───── Text extract ─────

Despite 99% sensitivity, the positive predictive value is under 2% due to low prevalence — a classic illustration of Bayes’ theorem.

1.4 Independence

Definition (Independence of Events). Events \(A\) and \(B\) are independent if \( P(A \cap B) = P(A)\, P(B) \). A collection \(\{A_i\}\) is mutually independent if for every finite subcollection \(P\!\left(\bigcap_{i \in S} A_i\right) = \prod_{i \in S} P(A_i)\).

Note that pairwise independence does not imply mutual independence.

1.5 Random Variables and Their Distributions

A random variable \(X\) is a measurable function \(X: \Omega \to \mathbb{R}\). Its distribution is completely characterized by the cumulative distribution function (CDF):

\[ F_X(x) = P(X \leq x), \quad x \in \mathbb{R}. \]

A CDF satisfies: non-decreasing, right-continuous, \(\lim_{x \to -\infty} F(x) = 0\), \(\lim_{x \to \infty} F(x) = 1\).

For a discrete random variable taking values in a countable set \(\mathcal{X}\), the probability mass function (PMF) is \(p(x) = P(X = x)\). For a continuous random variable, a probability density function (PDF) \(f\) exists such that

\[ F(x) = \int_{-\infty}^{x} f(t)\, dt, \quad f(x) = F'(x). \]

1.6 Common Discrete Distributions

Bernoulli(\(p\)): \(P(X=1) = p\), \(P(X=0) = 1-p\). Mean \(p\), variance \(p(1-p)\).

Binomial(\(n, p\)): Models the number of successes in \(n\) independent Bernoulli trials.

───── Entries provided ─────

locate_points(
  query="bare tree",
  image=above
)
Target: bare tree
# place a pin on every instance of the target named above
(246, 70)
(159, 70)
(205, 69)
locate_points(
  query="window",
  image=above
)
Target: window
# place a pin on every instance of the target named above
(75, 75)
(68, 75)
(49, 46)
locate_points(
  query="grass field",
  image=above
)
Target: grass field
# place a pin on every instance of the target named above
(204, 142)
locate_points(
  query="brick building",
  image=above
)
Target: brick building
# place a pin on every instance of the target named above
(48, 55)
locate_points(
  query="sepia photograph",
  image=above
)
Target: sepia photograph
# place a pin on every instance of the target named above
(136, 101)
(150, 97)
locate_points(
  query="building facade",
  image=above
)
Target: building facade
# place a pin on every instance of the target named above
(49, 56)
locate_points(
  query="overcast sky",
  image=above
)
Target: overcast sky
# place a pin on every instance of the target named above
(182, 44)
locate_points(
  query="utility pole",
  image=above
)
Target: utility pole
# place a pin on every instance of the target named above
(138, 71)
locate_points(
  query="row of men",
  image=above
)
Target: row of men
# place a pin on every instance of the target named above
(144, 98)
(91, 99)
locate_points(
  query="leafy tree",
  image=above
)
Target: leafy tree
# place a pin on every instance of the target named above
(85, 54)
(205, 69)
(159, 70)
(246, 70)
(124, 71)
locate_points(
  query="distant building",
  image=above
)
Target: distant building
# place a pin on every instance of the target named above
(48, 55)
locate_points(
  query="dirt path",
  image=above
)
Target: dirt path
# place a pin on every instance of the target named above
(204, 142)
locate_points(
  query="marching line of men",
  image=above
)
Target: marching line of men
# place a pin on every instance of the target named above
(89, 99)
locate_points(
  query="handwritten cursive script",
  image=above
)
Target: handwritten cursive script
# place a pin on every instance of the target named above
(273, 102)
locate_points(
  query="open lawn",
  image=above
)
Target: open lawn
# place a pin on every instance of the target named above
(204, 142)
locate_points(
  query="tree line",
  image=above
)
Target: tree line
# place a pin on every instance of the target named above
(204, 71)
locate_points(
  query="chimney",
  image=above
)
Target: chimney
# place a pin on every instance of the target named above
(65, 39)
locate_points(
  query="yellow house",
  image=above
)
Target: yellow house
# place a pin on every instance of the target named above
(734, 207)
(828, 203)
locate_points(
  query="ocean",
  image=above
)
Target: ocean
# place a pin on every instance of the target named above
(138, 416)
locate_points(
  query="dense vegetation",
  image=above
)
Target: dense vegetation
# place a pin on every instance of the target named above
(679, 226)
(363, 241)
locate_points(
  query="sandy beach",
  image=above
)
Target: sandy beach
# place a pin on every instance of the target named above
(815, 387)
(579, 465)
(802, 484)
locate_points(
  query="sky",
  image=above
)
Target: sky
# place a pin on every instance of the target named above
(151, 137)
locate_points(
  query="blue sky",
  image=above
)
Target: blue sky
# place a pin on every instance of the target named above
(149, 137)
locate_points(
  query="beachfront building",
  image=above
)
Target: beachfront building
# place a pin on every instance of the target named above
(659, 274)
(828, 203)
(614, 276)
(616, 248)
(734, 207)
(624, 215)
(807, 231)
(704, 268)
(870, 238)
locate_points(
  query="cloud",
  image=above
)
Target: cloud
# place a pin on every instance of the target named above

─────

Task brief: Please copy out the probability notes above, word for word and with every formula intact.

Result of the task:
Despite 99% sensitivity, the positive predictive value is under 2% due to low prevalence — a classic illustration of Bayes’ theorem.

1.4 Independence

Definition (Independence of Events). Events \(A\) and \(B\) are independent if \( P(A \cap B) = P(A)\, P(B) \). A collection \(\{A_i\}\) is mutually independent if for every finite subcollection \(P\!\left(\bigcap_{i \in S} A_i\right) = \prod_{i \in S} P(A_i)\).

Note that pairwise independence does not imply mutual independence.

1.5 Random Variables and Their Distributions

A random variable \(X\) is a measurable function \(X: \Omega \to \mathbb{R}\). Its distribution is completely characterized by the cumulative distribution function (CDF):

\[ F_X(x) = P(X \leq x), \quad x \in \mathbb{R}. \]

A CDF satisfies: non-decreasing, right-continuous, \(\lim_{x \to -\infty} F(x) = 0\), \(\lim_{x \to \infty} F(x) = 1\).

For a discrete random variable taking values in a countable set \(\mathcal{X}\), the probability mass function (PMF) is \(p(x) = P(X = x)\). For a continuous random variable, a probability density function (PDF) \(f\) exists such that

\[ F(x) = \int_{-\infty}^{x} f(t)\, dt, \quad f(x) = F'(x). \]

1.6 Common Discrete Distributions

Bernoulli(\(p\)): \(P(X=1) = p\), \(P(X=0) = 1-p\). Mean \(p\), variance \(p(1-p)\).

Binomial(\(n, p\)): Models the number of successes in \(n\) independent Bernoulli trials.